# WHAT IS NEEDED
From the records below, copy out exactly the lines from the one containing "Target: bicycle fork" to the one containing "Target: stadium seat", both included. Add nothing else.

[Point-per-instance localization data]
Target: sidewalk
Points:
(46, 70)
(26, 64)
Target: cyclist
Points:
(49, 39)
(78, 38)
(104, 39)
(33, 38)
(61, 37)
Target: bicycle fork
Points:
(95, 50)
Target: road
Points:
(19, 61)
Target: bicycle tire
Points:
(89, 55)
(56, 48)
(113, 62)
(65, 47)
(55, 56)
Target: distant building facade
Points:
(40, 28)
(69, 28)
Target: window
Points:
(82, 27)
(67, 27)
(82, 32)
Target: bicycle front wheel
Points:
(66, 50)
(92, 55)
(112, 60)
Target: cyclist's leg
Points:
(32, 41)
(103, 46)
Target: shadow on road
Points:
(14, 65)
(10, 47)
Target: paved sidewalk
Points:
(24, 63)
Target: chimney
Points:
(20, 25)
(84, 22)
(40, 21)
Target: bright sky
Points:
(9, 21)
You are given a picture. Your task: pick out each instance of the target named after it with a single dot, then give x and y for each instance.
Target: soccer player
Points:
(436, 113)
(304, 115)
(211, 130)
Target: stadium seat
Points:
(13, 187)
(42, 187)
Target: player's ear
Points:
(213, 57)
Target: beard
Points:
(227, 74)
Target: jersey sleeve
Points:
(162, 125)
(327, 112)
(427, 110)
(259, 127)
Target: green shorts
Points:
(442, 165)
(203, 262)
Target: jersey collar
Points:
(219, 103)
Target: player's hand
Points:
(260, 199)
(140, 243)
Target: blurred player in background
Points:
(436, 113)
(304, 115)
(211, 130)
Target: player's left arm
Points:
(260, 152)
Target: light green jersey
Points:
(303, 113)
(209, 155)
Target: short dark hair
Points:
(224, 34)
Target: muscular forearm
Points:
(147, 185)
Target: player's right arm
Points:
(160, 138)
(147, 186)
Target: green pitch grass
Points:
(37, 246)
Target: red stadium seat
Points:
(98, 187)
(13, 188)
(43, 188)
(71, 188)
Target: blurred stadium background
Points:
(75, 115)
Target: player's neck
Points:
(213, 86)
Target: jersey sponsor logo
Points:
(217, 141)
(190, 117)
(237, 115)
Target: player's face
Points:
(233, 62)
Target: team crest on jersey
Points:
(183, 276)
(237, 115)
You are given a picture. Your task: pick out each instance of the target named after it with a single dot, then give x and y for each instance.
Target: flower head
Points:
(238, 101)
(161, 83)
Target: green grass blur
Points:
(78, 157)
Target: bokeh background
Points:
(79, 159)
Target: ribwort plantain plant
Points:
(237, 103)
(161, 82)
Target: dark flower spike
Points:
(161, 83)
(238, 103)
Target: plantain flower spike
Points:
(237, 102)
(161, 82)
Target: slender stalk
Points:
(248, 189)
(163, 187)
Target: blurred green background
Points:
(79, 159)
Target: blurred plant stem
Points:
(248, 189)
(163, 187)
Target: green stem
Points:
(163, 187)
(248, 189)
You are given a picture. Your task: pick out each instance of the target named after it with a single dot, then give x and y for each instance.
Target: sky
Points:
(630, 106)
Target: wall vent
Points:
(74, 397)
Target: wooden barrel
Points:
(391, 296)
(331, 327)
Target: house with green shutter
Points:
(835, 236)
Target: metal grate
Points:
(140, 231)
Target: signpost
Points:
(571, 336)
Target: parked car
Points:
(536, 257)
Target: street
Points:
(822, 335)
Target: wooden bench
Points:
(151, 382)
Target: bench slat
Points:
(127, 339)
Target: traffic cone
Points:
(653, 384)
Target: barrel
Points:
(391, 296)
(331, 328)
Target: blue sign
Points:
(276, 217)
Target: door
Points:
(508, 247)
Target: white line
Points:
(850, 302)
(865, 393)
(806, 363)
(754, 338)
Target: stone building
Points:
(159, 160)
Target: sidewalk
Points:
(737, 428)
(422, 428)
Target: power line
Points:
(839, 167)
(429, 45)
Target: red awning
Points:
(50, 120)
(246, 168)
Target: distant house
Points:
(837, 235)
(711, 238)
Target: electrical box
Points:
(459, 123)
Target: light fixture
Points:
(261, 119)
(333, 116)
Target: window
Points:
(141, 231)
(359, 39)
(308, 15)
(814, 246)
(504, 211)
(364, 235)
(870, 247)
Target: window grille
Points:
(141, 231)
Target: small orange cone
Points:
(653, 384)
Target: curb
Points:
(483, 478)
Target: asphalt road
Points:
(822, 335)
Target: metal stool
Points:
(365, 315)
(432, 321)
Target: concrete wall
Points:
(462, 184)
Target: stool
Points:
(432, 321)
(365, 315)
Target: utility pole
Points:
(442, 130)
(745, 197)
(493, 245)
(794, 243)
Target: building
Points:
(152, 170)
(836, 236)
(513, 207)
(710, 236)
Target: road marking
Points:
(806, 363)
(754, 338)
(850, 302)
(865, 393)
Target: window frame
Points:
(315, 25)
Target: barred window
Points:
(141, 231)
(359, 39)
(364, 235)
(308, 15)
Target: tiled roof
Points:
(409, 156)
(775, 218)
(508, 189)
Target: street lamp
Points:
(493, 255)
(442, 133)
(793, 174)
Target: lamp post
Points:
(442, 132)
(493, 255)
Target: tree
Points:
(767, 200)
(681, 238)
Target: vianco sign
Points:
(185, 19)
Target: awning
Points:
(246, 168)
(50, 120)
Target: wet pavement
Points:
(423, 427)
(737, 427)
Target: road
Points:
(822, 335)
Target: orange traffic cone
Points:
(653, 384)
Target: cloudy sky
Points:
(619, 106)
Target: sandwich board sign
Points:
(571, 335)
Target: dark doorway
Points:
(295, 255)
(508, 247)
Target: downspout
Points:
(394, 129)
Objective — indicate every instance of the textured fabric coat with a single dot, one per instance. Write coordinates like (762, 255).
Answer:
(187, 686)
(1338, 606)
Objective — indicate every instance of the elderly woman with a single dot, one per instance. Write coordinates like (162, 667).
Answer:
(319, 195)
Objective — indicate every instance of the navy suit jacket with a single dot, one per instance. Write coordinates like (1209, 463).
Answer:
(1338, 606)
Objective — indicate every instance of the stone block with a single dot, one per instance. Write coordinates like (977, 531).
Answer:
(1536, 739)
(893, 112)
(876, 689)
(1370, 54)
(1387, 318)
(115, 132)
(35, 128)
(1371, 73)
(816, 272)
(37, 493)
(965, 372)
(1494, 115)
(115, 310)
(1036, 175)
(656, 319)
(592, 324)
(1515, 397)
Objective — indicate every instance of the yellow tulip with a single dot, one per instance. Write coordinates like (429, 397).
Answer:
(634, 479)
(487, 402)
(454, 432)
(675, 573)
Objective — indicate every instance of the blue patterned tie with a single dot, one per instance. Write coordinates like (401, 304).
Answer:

# REPLY TO THE TASK
Target: bicycle fork
Points:
(95, 50)
Target: road
Points:
(19, 61)
Target: bicycle tire
Points:
(89, 55)
(56, 48)
(113, 62)
(65, 47)
(55, 56)
Target: distant building facade
Points:
(40, 28)
(69, 28)
Target: window
Points:
(82, 27)
(67, 27)
(82, 32)
Target: bicycle front wheel
Points:
(66, 50)
(92, 55)
(112, 60)
Target: cyclist's leg
Points:
(32, 41)
(103, 46)
Target: shadow on road
Points:
(14, 65)
(10, 47)
Target: paved sidewalk
Points:
(24, 63)
Target: chimney
Points:
(20, 25)
(84, 22)
(40, 21)
Target: bright sky
Points:
(9, 21)
You are given a picture. Your task: pick out each instance of the target named after it with a single dot, then give x and y for each instance.
Target: soccer player
Points:
(436, 113)
(304, 115)
(211, 130)
Target: stadium seat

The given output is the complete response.